• **The task**: Please copy out the lines below word for word.

Pointing records
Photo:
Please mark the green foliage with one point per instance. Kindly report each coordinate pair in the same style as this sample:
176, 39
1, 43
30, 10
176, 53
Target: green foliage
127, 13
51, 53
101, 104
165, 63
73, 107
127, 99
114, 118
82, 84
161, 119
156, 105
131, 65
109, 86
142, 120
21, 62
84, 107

• **Problem solution**:
Photo:
Please mark the green foliage with one point per instance. Kindly report each coordinate pair in the same style as this sample:
176, 39
1, 43
30, 10
176, 53
Target: green foliage
127, 13
51, 53
101, 104
165, 63
73, 107
127, 99
114, 118
82, 84
161, 119
156, 105
131, 65
109, 86
142, 120
21, 62
84, 107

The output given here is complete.